Problem requirements:
Give these lines as a numbered list, leaving out blank lines and covering every item. Omit the pictures from your answer.

Dataset records on the locations of objects:
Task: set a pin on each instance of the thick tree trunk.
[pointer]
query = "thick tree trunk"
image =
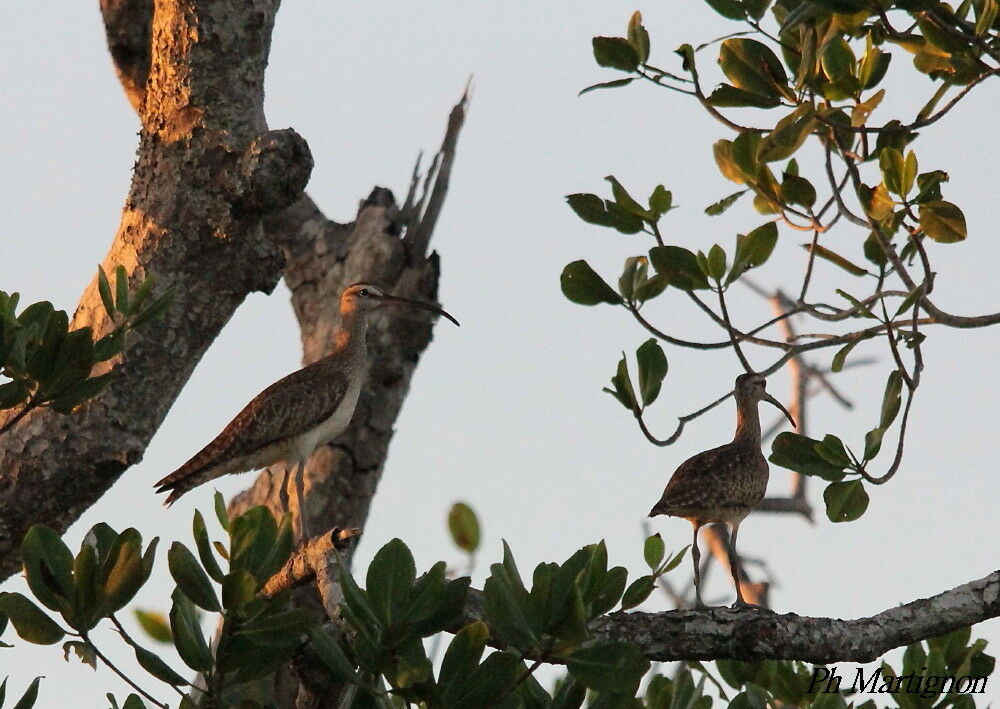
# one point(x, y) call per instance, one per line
point(207, 171)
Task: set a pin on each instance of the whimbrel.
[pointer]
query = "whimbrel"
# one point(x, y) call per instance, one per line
point(307, 408)
point(724, 484)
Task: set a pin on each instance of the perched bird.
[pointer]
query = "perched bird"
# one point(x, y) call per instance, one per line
point(307, 408)
point(724, 484)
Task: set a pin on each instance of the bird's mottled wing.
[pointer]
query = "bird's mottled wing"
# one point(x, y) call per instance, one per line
point(288, 407)
point(714, 478)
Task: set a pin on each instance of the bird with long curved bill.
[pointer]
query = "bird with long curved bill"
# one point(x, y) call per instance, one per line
point(308, 408)
point(723, 485)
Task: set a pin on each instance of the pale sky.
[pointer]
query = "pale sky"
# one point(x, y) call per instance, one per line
point(506, 413)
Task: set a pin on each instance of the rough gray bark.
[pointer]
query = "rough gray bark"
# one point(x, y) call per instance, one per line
point(386, 245)
point(207, 170)
point(749, 634)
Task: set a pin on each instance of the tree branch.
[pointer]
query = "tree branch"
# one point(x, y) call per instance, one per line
point(754, 634)
point(207, 171)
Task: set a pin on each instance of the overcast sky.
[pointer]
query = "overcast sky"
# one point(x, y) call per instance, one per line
point(506, 412)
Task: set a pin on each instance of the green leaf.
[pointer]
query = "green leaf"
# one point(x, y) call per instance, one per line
point(727, 96)
point(14, 394)
point(390, 580)
point(746, 155)
point(797, 190)
point(191, 579)
point(730, 9)
point(30, 622)
point(653, 551)
point(679, 266)
point(638, 37)
point(788, 135)
point(753, 249)
point(84, 613)
point(283, 629)
point(909, 174)
point(611, 667)
point(82, 650)
point(581, 284)
point(650, 289)
point(652, 369)
point(661, 201)
point(615, 53)
point(633, 275)
point(570, 694)
point(752, 66)
point(686, 53)
point(188, 638)
point(81, 392)
point(723, 204)
point(873, 442)
point(942, 221)
point(835, 258)
point(722, 151)
point(590, 208)
point(239, 588)
point(464, 527)
point(892, 399)
point(461, 659)
point(361, 613)
point(624, 200)
point(638, 591)
point(158, 668)
point(220, 510)
point(121, 289)
point(673, 562)
point(154, 624)
point(623, 389)
point(104, 289)
point(716, 262)
point(798, 453)
point(124, 572)
point(890, 162)
point(200, 533)
point(253, 538)
point(607, 85)
point(838, 59)
point(280, 551)
point(845, 501)
point(860, 309)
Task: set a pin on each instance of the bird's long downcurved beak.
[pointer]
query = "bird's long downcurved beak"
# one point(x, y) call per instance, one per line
point(396, 299)
point(771, 400)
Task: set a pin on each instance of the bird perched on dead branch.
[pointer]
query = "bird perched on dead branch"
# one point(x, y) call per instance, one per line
point(724, 484)
point(307, 408)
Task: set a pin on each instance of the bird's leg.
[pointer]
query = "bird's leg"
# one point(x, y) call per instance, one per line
point(734, 568)
point(300, 493)
point(283, 491)
point(696, 557)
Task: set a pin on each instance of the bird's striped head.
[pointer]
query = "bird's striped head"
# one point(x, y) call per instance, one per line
point(752, 387)
point(365, 297)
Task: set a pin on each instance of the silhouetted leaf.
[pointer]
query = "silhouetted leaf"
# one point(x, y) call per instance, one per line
point(845, 501)
point(581, 284)
point(464, 527)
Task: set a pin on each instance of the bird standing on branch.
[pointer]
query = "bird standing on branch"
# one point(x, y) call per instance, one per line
point(288, 420)
point(724, 484)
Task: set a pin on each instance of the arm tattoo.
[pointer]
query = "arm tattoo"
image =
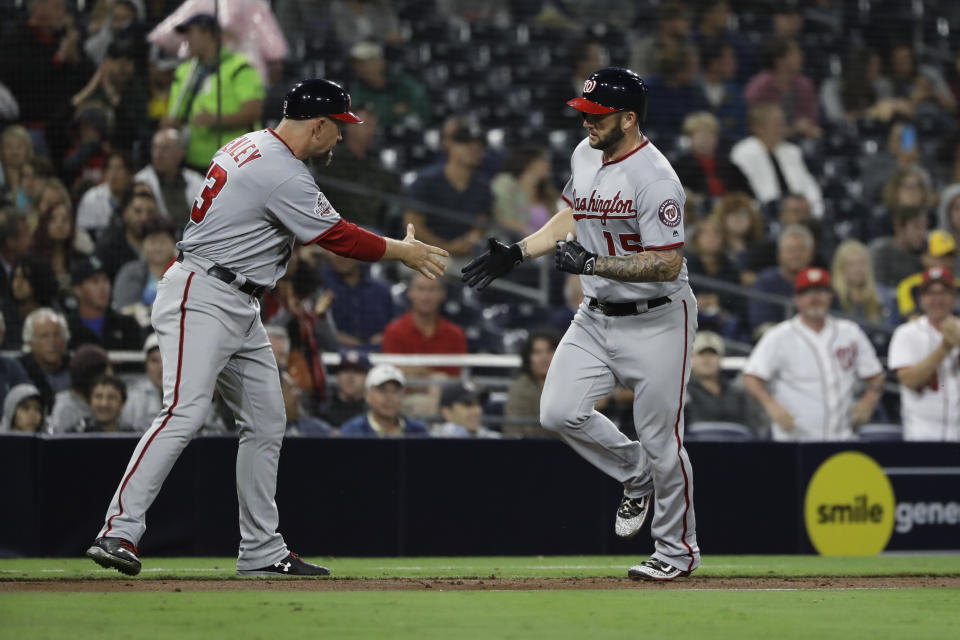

Full output:
1. Task: set a pin on each instance of the thick tree trunk.
2. [pointer]
3. query = "thick tree trunk"
4. image =
5. # one point(x, y) call per instance, one per line
6. point(207, 171)
7. Task: set a pin on each instance of the whimbrel.
8. [pointer]
9. query = "whimbrel"
10. # one point(x, y) call per instance, one per line
11. point(307, 408)
12. point(724, 484)
13. Task: set a pin on each instance of the perched bird.
14. [pointer]
15. query = "perched bird"
16. # one point(x, y) call per instance, one per line
17. point(307, 408)
18. point(724, 484)
19. Task: set a pin on each instance of the bird's mottled wing.
20. [pointer]
21. query = "bird's mottled wing"
22. # one point(x, y) call per instance, one per line
23. point(288, 407)
24. point(714, 478)
25. Task: set a pin on each instance of the bird with long curved bill.
26. [pointer]
27. query = "bird with long curved bill"
28. # one point(x, y) call per instance, one per line
29. point(308, 408)
30. point(723, 485)
31. Task: set a pin on each instance of the pale sky.
32. [pointer]
33. query = "pale sky"
34. # one point(x, y) call per instance, one per line
35. point(506, 413)
36. Task: set a pin on each instance of the rough gray bark.
37. [pointer]
38. query = "rough gray bark"
39. # one point(x, y) call per instance, one per line
40. point(386, 245)
41. point(207, 170)
42. point(749, 634)
43. Task: set a pin on each instance of the tree branch.
44. [pointer]
45. query = "tree branch"
46. # one point(x, y) call per instance, one per line
47. point(754, 634)
48. point(207, 171)
49. Task: set a pin on each instance of the overcast sky.
50. [pointer]
51. query = "overcast sky"
52. # one point(x, y) call per instance, one per line
53. point(506, 412)
54. Task: set a pin on each instance of the green leaf.
55. [pointer]
56. query = "green leaf"
57. # one point(x, y) call per instance, one per line
58. point(727, 96)
59. point(14, 394)
60. point(390, 580)
61. point(746, 155)
62. point(797, 190)
63. point(191, 579)
64. point(730, 9)
65. point(30, 622)
66. point(653, 551)
67. point(679, 266)
68. point(638, 37)
69. point(788, 135)
70. point(753, 249)
71. point(84, 613)
72. point(283, 629)
73. point(909, 174)
74. point(611, 667)
75. point(82, 650)
76. point(581, 284)
77. point(650, 289)
78. point(652, 369)
79. point(661, 201)
80. point(615, 53)
81. point(633, 275)
82. point(570, 694)
83. point(752, 66)
84. point(686, 53)
85. point(188, 638)
86. point(81, 392)
87. point(723, 204)
88. point(873, 442)
89. point(942, 221)
90. point(835, 258)
91. point(722, 151)
92. point(590, 208)
93. point(239, 588)
94. point(464, 527)
95. point(892, 399)
96. point(461, 659)
97. point(361, 613)
98. point(624, 200)
99. point(638, 591)
100. point(158, 668)
101. point(220, 510)
102. point(121, 289)
103. point(673, 562)
104. point(154, 624)
105. point(623, 389)
106. point(104, 289)
107. point(716, 262)
108. point(798, 453)
109. point(124, 572)
110. point(890, 162)
111. point(200, 533)
112. point(253, 538)
113. point(607, 85)
114. point(838, 59)
115. point(280, 551)
116. point(845, 501)
117. point(860, 309)
118. Task: set a pin on each instance of the bird's long downcurved beak.
119. [pointer]
120. query = "bird's long downcurved beak"
121. # one point(x, y) call per instance, one per line
122. point(396, 299)
123. point(771, 400)
124. Task: set a pin on each instance of the bird perched on dead branch.
125. [pointer]
126. query = "bird perched on dead branch"
127. # one point(x, y) call per instance, one per line
128. point(724, 484)
129. point(307, 408)
130. Task: set a pin on each instance of the bird's leg.
131. [pointer]
132. query = "bird's leg"
133. # one point(x, y) call per instance, one per line
134. point(734, 568)
135. point(300, 493)
136. point(283, 491)
137. point(696, 557)
138. Task: set a pin on each instance of the bird's striped head.
139. [pointer]
140. query = "bird's striped head"
141. # one point(x, y) call per instance, one per line
142. point(752, 387)
143. point(365, 297)
144. Task: set a pin on each instance of the silhouetted leaf.
145. [pointer]
146. query = "silhouetted leaf"
147. # one point(x, y) call per instance, one per line
148. point(845, 501)
149. point(581, 284)
150. point(464, 527)
151. Task: set a pin on each instance of the bird standing on branch.
152. [pointer]
153. query = "bird standing on branch"
154. # one point(x, y) call per instance, one per line
155. point(288, 420)
156. point(724, 484)
157. Task: set a pin on each instance of the arm tattoo.
158. [pointer]
159. query = "arm tattoo"
160. image =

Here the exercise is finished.